[Data excerpts]
----------------------------------------

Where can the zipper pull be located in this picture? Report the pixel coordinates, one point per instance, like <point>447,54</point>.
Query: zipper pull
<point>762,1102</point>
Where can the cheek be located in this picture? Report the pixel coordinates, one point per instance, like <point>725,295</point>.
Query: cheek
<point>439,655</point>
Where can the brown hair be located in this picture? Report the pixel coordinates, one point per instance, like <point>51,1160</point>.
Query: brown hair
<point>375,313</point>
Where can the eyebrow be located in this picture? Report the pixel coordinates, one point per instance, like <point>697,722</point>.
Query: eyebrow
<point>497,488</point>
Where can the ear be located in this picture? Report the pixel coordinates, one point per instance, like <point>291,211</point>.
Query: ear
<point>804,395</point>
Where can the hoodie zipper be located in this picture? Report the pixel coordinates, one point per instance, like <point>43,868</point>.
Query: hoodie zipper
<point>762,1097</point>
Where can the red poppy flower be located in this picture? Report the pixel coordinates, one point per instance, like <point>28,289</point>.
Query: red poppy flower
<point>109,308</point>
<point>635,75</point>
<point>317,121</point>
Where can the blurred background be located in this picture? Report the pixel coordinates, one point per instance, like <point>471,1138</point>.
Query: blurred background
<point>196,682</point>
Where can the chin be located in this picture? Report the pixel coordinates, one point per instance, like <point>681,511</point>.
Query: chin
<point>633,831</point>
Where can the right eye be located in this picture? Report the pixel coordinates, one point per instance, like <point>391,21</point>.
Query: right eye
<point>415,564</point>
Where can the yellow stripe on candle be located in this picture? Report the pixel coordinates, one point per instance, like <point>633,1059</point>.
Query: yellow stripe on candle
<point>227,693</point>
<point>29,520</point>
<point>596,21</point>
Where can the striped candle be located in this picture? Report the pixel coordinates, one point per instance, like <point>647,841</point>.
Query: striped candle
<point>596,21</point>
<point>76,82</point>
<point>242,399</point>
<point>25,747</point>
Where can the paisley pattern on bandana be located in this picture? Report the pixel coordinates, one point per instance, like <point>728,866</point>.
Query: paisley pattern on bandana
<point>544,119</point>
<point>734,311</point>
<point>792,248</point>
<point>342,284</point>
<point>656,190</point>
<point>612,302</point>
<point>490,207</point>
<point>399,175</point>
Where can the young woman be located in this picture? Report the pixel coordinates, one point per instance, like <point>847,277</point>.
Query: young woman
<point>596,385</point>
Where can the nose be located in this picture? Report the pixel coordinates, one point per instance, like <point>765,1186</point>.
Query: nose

----------------------------------------

Exactly reproduce every line found in the records.

Where can the zipper pull be located in this picture? Report the pixel coordinates, one point per instance, like <point>447,54</point>.
Query: zipper pull
<point>762,1102</point>
Where can the cheek be located in this picture? Report the pixel coordinates, one point per instance, like <point>725,295</point>.
Query: cheek
<point>439,655</point>
Where can the brown hair be located in this picture? Report the pixel coordinates, one point per instance, like <point>51,1160</point>.
Query: brown hair
<point>375,313</point>
Where can the eyebrow be located in this picture? Report the pixel coordinates, one point per instance, like <point>697,722</point>.
Query: eyebrow
<point>497,488</point>
Where can the ear be located in this picture? Report the pixel coordinates, one point per instance, like <point>291,211</point>.
Query: ear
<point>804,395</point>
Where can the hoodie zipper be located in this picture? Report the pixel coordinates, one point per instance, like <point>43,868</point>.
Query: hoodie zipper
<point>762,1097</point>
Where can the red poppy flower be located in this picture? Report the pixel coordinates, one point per instance, like <point>28,289</point>.
Query: red poppy flower
<point>109,308</point>
<point>635,75</point>
<point>317,121</point>
Where can the blurred background be located in this picture? Report the pixel coordinates, one point per instance, like <point>471,1138</point>.
Query: blurred background
<point>196,682</point>
Where can the chin be located in this picture? Report the pixel coordinates, one point per instance, like <point>681,511</point>.
Query: chin
<point>633,831</point>
Where can the right eye be located in this picture? Report the pixel coordinates, one point per instance, like <point>391,21</point>.
Query: right eye
<point>415,564</point>
Where can the yellow stripe on candle be located in this picture? Report the pixel coordinates, one point per instance, like <point>633,1059</point>.
Query: yellow stripe on candle
<point>227,693</point>
<point>29,520</point>
<point>596,21</point>
Where can the striped candle be located in this picture? Report the pixel coordinates, one point per instance, like <point>647,841</point>.
Query: striped candle
<point>596,21</point>
<point>76,82</point>
<point>242,399</point>
<point>25,747</point>
Where can the paisley pattern on bandana be located in this picture? Report the pixel coordinates, one point per instance, like <point>728,866</point>.
Query: paisley pattern on bandana
<point>544,119</point>
<point>734,311</point>
<point>792,248</point>
<point>342,284</point>
<point>656,190</point>
<point>612,302</point>
<point>490,207</point>
<point>399,175</point>
Where can the young woman be located in this picture? Report the pixel coordinates, one point per instance, like <point>847,277</point>.
Query: young woman
<point>596,385</point>
Where can the nose be located in this picture? Report the pixel coordinates, one point per instance, like <point>765,1186</point>.
Query: nose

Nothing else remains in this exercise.